* WHAT THE TASK ASKS:
Below are records; copy exactly the line containing "Exercise. Point out every instance of the airplane" and every line after it, through the last.

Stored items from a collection
--- START ---

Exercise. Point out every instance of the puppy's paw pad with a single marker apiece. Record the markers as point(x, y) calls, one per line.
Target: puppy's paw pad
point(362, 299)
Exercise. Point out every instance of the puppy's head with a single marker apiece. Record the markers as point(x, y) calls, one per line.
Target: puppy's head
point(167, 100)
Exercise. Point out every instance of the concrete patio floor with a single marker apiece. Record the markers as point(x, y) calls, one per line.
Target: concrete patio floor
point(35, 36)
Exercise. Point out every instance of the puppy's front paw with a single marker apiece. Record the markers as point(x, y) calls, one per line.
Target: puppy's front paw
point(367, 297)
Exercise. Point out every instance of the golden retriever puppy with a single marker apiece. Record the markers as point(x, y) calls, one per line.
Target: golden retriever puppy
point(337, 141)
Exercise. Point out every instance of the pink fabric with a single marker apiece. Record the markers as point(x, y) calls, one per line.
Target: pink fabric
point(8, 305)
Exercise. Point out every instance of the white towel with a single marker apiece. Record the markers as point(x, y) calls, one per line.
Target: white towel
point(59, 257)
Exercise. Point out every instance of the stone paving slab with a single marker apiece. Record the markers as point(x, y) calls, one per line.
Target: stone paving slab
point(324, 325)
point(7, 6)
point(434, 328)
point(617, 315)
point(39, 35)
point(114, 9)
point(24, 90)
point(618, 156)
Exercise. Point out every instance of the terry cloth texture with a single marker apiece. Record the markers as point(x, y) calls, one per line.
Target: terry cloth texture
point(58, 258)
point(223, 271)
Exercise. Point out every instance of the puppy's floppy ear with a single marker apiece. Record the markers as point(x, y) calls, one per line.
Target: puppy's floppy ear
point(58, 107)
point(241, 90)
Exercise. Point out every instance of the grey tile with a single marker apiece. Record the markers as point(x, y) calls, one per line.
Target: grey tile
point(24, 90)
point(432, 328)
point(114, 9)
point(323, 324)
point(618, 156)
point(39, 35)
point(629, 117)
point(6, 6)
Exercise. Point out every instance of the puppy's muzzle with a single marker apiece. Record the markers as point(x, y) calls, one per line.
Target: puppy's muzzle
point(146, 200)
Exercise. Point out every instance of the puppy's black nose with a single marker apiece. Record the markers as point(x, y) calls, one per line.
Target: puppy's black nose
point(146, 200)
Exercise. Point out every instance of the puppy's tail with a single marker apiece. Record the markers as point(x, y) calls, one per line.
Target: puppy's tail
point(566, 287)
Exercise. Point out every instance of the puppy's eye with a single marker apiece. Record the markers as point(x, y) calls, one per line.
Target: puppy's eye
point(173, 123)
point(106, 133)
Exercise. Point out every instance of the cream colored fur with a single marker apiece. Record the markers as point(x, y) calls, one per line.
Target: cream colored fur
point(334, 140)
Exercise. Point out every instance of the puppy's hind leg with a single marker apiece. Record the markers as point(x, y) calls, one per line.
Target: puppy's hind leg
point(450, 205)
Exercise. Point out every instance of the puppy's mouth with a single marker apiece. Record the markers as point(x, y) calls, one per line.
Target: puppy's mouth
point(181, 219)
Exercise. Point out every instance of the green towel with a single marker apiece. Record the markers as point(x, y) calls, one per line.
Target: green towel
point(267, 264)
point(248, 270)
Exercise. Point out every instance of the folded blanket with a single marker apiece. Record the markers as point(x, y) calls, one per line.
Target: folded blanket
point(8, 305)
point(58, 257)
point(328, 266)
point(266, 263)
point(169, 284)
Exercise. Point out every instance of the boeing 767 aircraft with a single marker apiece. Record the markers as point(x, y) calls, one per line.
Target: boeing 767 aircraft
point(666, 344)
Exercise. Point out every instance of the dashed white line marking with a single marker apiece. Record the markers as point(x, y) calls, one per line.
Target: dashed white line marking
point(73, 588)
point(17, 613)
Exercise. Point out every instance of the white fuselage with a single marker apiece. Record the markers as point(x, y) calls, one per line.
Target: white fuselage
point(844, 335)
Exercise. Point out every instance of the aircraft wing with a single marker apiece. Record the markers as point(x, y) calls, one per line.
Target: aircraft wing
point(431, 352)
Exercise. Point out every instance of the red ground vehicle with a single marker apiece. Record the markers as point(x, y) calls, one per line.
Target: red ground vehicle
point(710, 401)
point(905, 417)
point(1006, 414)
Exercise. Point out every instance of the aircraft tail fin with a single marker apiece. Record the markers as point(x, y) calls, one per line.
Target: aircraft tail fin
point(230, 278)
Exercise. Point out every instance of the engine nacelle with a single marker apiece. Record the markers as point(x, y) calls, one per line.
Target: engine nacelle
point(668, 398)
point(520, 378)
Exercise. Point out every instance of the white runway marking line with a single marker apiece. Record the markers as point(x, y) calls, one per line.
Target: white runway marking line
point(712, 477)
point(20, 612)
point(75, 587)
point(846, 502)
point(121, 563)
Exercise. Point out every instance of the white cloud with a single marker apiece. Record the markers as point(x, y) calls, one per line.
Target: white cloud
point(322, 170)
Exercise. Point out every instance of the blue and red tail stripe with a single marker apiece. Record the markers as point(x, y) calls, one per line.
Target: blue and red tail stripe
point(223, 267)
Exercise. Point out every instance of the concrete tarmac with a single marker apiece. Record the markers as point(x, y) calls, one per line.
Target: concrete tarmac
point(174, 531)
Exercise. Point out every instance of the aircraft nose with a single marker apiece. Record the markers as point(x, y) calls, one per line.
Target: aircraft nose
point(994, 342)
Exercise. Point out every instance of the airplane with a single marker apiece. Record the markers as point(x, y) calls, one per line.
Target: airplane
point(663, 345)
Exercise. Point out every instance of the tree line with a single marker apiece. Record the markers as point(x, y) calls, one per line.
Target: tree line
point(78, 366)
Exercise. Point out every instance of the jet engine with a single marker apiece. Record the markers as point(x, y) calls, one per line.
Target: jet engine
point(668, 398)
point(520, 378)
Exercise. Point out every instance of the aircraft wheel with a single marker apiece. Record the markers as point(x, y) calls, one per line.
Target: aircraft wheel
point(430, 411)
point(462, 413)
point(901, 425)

--- END ---

* SOLUTION TO THIS PROBLEM:
Exercise. Point out every instance of the airplane with a single marker apiece. Record the markers as point(x, y) calls, one per line.
Target: airplane
point(663, 345)
Exercise. Point out every instance of the tree line with a single marker apiece. Record the markers as point(x, y) calls, one per line.
Target: tree line
point(78, 366)
Exercise. Point out every instance of the jet engine with a single marker apiece. Record the markers as point(x, y) calls, one per line.
Target: jet engine
point(668, 398)
point(520, 378)
Exercise. Point out every instance of the aircraft wheel with a single marker apiece. Record the markers as point(x, y) calls, one per line.
Target: aircraft wheel
point(430, 411)
point(462, 413)
point(901, 425)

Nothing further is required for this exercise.